GIVEN EXERCISE A. Recast the stretch of the records from the line containing "of the arched" through the end of the records as a numbered list, leaving out blank lines.

DOCUMENT EXCERPT.
Election 2015: The parties on taxes

By Staff, with files from The Canadian Press | October 13, 2015 | Last updated on October 13, 2015
6 min read

Taxes are a hot-button issue. And your parliamentarians aren’t shy about debating it: Our friends at Maclean’s have calculated that MPs said the word “tax” 2,617 times in the House of Commons over the first six months of 2015.

This election, the fate of several government pocketbook initiatives hangs in the balance. Prior to dissolving Parliament, Prime Minister Stephen Harper introduced a series of tax concessions, including an enhanced UCCB, income splitting for families and an increased TFSA limit. On the TFSA, the Conservative Party alone would keep the contribution limit at $10,000. The other three parties would restore contribution room to $5,500.

Read: Politics could shrink TFSA contribution room

To learn more about the parties’ tax pledges, we spoke to:

  • Deborah Coyne, senior policy advisor, Green Party of Canada
  • John McCallum, Liberal Party of Canada candidate in Markham-Thornhill and past National Revenue minister
  • Mélanie Richer, press secretary, New Democratic Party of Canada

The Conservative Party did not respond to multiple requests for comment.

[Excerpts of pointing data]
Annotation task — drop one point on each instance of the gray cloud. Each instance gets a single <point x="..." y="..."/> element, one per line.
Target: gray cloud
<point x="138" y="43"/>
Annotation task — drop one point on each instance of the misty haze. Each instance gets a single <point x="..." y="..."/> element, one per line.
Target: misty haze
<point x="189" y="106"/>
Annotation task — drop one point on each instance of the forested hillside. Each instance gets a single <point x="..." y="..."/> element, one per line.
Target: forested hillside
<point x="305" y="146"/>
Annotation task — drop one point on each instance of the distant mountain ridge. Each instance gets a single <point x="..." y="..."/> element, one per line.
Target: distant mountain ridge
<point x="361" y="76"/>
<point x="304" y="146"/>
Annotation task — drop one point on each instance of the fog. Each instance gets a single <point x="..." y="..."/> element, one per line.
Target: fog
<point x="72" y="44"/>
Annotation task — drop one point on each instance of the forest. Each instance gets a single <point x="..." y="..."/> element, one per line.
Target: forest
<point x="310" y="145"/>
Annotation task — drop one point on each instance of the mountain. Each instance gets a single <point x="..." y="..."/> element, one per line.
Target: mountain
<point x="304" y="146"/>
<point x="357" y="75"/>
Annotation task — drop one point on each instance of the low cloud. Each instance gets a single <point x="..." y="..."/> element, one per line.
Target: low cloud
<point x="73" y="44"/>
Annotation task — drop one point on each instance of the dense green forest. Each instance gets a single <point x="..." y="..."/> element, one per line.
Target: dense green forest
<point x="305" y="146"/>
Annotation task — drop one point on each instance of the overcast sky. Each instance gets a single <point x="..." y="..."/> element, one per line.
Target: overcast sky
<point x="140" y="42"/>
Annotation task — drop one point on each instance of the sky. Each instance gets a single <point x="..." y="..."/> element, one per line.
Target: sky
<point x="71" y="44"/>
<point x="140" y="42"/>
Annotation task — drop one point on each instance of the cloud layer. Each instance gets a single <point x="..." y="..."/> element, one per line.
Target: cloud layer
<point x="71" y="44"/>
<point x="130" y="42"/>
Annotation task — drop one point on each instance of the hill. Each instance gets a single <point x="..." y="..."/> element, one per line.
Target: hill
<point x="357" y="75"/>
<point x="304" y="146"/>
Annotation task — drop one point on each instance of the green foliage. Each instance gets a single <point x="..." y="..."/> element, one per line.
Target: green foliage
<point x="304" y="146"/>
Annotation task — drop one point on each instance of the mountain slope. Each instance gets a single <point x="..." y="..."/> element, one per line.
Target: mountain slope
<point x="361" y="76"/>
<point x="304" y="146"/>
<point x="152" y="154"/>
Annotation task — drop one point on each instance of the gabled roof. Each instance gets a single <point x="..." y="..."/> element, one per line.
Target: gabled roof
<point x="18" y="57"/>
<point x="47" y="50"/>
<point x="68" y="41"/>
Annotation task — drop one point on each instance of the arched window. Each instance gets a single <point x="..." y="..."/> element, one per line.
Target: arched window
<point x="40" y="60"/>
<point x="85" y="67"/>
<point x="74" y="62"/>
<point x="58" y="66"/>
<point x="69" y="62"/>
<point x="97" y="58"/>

GIVEN EXERCISE B.
Answer these from the article on the parties' tax pledges:
(i) How many times did MPs say the word "tax" in the House of Commons over the first six months of 2015?
(ii) At what amount would the Conservative Party keep the TFSA contribution limit?
(iii) Which party did not respond to multiple requests for comment?

COMPLETE ANSWER A.
1. Annotation task — drop one point on each instance of the arched window. Each instance gets a single <point x="..." y="..."/> element, one per line.
2. Target: arched window
3. <point x="40" y="60"/>
4. <point x="85" y="67"/>
5. <point x="74" y="62"/>
6. <point x="58" y="66"/>
7. <point x="69" y="62"/>
8. <point x="97" y="58"/>

COMPLETE ANSWER B.
(i) 2,617 times
(ii) $10,000
(iii) The Conservative Party